Dataset extracts labeled with boxes:
======

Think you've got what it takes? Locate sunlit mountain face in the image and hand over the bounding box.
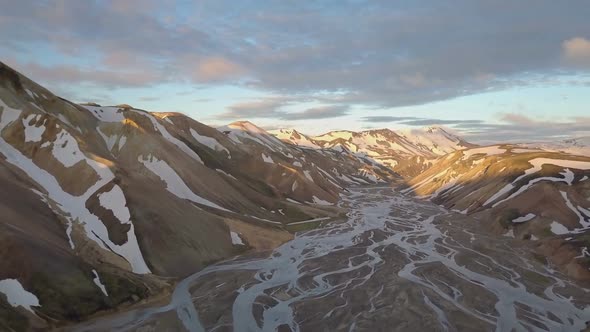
[0,0,590,331]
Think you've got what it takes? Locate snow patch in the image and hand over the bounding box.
[512,213,536,224]
[262,153,275,164]
[98,185,131,224]
[313,196,334,205]
[137,155,231,212]
[551,221,570,235]
[191,130,229,155]
[23,114,45,142]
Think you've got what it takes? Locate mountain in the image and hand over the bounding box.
[271,127,475,177]
[403,145,590,279]
[0,63,398,330]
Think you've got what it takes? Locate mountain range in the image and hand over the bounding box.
[0,63,590,331]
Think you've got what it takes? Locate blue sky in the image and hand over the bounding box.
[0,0,590,142]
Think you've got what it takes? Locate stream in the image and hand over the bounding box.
[74,187,590,332]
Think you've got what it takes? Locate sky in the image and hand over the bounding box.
[0,0,590,143]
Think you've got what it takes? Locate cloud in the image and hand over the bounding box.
[562,37,590,68]
[217,97,289,119]
[222,97,350,120]
[192,57,244,82]
[362,115,420,122]
[0,0,590,141]
[12,62,162,89]
[278,105,349,120]
[139,96,160,101]
[362,115,484,126]
[457,113,590,143]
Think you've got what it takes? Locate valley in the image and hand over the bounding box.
[72,187,590,331]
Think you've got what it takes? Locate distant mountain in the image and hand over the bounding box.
[403,145,590,279]
[271,127,475,177]
[0,63,398,330]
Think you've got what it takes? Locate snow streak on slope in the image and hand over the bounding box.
[484,158,590,207]
[137,155,229,211]
[0,279,40,313]
[190,128,229,155]
[0,105,150,273]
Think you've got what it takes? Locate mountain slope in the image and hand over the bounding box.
[0,63,396,330]
[404,145,590,279]
[272,127,474,177]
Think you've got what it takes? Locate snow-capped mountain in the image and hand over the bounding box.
[0,63,397,329]
[403,145,590,279]
[271,127,475,177]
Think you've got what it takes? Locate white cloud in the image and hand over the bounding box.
[562,37,590,67]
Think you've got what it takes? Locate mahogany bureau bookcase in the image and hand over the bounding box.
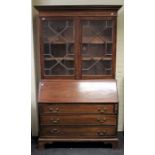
[35,5,121,147]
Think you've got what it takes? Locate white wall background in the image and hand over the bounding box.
[31,0,124,136]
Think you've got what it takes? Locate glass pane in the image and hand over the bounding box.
[43,20,74,76]
[81,20,113,75]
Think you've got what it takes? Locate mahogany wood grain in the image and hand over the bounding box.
[39,103,115,115]
[34,5,122,11]
[40,114,116,126]
[40,125,116,138]
[38,80,118,103]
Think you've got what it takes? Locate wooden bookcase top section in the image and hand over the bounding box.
[34,5,122,16]
[38,80,118,104]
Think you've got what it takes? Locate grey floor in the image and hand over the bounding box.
[31,133,124,155]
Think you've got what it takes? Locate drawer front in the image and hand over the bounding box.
[39,104,114,114]
[40,115,116,125]
[40,126,116,138]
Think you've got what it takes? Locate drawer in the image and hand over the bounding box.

======

→ **Set problem**
Pull out each line above that contains the string "mahogany". Only matches in the same upper and lower case count.

→ **Answer for the task**
Think you've got what it takes? Locate mahogany bureau bookcase in the image and hand over the bounding box.
Think you've got what it takes? Locate mahogany wood grain in the image and hand over the bounding box.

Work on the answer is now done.